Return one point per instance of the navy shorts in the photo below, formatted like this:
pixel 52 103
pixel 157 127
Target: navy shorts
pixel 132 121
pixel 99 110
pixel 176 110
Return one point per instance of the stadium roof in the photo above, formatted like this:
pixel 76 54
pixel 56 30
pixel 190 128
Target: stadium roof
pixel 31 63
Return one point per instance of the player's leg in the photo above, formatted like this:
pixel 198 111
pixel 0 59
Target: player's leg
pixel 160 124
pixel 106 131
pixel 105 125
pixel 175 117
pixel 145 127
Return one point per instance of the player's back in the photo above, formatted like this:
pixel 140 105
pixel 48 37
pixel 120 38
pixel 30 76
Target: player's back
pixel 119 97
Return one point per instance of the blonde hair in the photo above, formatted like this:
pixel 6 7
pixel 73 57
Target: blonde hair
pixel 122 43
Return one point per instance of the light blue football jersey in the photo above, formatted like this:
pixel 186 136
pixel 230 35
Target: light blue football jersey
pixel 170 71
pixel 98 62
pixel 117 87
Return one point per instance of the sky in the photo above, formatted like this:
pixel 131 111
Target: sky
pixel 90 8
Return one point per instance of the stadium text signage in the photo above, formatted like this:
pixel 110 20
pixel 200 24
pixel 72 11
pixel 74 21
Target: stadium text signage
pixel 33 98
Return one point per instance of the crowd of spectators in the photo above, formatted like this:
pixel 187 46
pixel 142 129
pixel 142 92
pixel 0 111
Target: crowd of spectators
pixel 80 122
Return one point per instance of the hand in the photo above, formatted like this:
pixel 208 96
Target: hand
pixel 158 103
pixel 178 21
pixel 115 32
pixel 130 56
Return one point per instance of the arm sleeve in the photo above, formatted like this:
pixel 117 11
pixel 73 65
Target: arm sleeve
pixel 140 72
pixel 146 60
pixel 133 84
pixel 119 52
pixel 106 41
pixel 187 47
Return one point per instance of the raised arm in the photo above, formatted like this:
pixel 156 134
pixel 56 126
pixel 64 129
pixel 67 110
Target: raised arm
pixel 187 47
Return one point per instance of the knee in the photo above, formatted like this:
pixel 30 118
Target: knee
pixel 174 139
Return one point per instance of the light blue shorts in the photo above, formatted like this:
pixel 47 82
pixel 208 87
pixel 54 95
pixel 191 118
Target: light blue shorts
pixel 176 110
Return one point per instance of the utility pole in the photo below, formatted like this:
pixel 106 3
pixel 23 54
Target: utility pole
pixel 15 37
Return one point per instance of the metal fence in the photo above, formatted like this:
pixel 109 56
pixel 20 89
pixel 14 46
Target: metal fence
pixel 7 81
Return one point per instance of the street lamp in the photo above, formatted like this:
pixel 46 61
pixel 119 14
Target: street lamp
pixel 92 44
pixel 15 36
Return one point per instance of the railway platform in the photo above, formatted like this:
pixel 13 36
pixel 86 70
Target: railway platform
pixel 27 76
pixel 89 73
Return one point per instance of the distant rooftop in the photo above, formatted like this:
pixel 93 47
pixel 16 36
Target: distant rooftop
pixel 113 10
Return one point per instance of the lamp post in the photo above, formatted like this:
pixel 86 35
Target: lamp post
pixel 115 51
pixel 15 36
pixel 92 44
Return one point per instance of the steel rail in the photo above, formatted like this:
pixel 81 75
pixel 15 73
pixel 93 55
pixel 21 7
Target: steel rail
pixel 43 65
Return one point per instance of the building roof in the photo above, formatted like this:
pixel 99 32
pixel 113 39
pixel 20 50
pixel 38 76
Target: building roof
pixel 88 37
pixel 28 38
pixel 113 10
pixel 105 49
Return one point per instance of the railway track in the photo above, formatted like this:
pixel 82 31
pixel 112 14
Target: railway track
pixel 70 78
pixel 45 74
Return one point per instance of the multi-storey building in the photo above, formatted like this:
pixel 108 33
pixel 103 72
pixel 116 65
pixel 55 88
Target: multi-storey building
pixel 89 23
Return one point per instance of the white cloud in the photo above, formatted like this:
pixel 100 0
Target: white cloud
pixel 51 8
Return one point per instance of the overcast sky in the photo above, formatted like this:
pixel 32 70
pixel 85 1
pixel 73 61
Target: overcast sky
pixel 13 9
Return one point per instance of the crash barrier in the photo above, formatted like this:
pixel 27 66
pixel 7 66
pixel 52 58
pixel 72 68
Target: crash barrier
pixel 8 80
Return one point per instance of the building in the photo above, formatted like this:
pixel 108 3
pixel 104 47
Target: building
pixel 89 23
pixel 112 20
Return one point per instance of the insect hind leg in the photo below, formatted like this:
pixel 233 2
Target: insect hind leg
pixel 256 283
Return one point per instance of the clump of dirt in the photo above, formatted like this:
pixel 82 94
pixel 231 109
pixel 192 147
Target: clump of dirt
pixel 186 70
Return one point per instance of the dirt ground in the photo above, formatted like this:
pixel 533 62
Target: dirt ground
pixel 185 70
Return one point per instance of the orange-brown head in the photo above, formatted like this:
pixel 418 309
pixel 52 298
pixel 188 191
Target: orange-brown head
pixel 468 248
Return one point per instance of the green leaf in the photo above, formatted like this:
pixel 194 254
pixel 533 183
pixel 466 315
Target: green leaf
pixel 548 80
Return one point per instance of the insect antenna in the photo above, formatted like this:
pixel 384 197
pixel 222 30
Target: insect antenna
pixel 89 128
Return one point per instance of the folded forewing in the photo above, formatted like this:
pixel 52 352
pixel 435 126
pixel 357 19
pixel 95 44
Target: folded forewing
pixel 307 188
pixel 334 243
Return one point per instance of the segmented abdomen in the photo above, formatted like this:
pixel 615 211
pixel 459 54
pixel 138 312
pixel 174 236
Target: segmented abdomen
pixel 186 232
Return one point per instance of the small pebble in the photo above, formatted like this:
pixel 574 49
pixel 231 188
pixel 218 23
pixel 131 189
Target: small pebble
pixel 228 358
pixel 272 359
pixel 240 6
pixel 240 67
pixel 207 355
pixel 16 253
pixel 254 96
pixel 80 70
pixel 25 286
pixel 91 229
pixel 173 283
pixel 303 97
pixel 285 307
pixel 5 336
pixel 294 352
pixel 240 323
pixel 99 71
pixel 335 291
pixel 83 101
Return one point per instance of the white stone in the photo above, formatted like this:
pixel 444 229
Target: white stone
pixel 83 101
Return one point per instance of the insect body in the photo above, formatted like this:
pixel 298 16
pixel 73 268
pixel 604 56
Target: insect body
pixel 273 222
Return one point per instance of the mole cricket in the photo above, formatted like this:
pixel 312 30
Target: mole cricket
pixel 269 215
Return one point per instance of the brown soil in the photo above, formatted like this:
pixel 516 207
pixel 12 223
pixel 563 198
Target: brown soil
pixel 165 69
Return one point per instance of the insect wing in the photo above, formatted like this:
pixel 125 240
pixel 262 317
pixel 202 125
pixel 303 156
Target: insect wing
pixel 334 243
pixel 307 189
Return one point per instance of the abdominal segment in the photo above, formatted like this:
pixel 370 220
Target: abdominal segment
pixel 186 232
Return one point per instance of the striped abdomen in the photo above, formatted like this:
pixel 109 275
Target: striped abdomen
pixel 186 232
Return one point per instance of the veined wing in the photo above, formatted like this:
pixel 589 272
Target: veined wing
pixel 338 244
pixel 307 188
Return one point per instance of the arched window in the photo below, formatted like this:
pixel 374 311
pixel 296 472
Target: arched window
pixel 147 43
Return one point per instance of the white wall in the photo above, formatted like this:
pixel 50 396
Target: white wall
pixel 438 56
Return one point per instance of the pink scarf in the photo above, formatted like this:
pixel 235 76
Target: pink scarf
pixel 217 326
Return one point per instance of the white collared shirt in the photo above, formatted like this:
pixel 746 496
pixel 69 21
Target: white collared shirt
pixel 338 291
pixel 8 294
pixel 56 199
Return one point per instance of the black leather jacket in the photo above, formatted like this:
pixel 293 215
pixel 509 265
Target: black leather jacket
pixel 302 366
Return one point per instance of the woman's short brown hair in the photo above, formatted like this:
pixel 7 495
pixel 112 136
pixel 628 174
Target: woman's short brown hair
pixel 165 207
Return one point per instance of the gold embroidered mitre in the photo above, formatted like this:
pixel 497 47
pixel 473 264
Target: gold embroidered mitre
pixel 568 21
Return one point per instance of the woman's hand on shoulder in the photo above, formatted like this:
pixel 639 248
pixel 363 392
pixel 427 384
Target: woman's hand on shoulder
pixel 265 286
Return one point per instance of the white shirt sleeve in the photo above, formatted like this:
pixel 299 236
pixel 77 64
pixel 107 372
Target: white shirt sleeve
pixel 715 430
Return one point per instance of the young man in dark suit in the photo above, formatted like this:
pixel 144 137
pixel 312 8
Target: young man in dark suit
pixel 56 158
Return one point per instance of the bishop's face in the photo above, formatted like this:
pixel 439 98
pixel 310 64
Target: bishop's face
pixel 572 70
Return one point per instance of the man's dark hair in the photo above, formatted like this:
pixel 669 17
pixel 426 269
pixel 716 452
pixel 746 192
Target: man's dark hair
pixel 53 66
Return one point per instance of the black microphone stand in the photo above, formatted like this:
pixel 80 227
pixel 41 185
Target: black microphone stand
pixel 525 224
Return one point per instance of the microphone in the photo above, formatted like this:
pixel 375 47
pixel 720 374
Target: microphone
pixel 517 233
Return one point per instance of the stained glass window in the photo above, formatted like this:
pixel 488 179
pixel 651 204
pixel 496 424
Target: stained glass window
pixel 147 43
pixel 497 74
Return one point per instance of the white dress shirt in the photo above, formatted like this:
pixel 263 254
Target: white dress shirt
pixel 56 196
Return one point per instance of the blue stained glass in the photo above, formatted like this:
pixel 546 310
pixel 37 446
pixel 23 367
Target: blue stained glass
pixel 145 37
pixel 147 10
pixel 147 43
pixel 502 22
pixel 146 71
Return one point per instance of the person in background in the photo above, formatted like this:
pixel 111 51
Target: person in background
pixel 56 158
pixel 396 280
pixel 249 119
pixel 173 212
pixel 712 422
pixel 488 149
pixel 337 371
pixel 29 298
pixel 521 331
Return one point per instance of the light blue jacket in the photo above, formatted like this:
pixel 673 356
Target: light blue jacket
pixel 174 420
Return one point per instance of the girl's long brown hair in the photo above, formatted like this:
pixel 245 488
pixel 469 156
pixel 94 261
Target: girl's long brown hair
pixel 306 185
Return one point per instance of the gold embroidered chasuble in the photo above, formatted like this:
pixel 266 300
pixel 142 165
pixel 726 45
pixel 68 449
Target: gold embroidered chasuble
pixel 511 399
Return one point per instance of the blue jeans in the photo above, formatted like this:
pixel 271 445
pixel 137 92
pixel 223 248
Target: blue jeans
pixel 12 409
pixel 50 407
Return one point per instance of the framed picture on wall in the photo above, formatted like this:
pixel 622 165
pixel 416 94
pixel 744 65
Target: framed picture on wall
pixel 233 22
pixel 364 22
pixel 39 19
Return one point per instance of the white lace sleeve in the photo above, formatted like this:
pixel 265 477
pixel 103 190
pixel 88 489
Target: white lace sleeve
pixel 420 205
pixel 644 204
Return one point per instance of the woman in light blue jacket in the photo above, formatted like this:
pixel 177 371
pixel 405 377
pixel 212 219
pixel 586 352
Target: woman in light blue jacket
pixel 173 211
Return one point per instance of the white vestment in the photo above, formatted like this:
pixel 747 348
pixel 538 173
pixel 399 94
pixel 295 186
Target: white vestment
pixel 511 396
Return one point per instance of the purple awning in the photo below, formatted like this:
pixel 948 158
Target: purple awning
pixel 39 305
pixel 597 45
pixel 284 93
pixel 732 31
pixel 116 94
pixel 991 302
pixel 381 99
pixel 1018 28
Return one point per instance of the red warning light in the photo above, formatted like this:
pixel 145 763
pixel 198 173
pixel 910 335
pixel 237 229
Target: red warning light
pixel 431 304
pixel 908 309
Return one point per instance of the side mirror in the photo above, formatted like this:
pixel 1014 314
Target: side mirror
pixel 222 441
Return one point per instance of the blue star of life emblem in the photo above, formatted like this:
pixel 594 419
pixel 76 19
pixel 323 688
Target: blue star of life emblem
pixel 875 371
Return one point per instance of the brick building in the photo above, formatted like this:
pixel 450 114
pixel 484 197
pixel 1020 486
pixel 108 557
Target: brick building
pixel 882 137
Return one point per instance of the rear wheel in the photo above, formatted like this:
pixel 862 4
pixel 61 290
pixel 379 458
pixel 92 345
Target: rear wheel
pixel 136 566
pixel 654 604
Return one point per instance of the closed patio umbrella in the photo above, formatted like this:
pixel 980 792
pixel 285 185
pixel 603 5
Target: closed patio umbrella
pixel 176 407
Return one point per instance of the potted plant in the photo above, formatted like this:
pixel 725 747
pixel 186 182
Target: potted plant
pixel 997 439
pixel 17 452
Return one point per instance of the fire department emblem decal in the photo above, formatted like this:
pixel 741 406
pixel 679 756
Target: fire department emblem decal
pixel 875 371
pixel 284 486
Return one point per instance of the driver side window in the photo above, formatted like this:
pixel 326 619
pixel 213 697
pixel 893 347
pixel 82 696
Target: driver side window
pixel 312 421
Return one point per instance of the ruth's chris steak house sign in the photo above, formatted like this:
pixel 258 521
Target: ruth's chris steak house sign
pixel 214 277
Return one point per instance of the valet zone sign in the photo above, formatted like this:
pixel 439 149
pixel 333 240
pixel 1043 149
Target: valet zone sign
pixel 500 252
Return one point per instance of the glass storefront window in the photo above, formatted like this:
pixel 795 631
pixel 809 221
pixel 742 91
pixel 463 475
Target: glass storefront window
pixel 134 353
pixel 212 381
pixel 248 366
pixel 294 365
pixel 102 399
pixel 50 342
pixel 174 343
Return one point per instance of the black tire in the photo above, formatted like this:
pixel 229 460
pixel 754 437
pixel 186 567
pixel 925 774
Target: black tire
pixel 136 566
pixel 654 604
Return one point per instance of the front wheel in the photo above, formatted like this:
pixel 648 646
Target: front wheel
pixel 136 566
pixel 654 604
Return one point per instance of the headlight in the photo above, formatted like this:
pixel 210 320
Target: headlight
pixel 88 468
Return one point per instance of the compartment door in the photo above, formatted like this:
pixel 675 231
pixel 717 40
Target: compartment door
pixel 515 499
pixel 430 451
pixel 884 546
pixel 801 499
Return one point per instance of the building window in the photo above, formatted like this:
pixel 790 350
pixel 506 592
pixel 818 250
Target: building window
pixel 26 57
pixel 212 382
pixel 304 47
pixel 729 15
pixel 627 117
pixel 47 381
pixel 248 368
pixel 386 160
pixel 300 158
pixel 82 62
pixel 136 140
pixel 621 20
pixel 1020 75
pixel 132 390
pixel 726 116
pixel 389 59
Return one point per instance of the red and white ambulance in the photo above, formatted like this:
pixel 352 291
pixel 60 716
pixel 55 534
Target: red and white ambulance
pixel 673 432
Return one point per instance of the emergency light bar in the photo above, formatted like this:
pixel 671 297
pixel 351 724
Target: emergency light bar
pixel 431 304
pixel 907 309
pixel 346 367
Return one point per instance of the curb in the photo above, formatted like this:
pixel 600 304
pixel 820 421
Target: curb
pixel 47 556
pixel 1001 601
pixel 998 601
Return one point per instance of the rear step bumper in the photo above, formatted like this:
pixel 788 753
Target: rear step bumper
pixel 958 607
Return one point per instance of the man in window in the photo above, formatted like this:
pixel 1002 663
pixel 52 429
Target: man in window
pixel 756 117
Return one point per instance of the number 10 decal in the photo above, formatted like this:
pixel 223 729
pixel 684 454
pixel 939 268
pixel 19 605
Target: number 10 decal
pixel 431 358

^^^^

*Exercise requirements:* Rewrite the lines from the one containing "Return one point per instance of the stadium roof" up to and including the one containing "pixel 145 127", changing "player's leg" to "player's lower leg" and leaving everything else unchanged.

*Solution for this task:*
Return one point per instance of the stadium roof in the photo above, formatted like this:
pixel 76 54
pixel 56 30
pixel 190 128
Target: stadium roof
pixel 31 63
Return one point per instance of the player's lower leg in the photo above, formatted like this:
pixel 198 111
pixel 0 59
Target: player's lower leg
pixel 160 124
pixel 106 131
pixel 105 125
pixel 175 117
pixel 145 127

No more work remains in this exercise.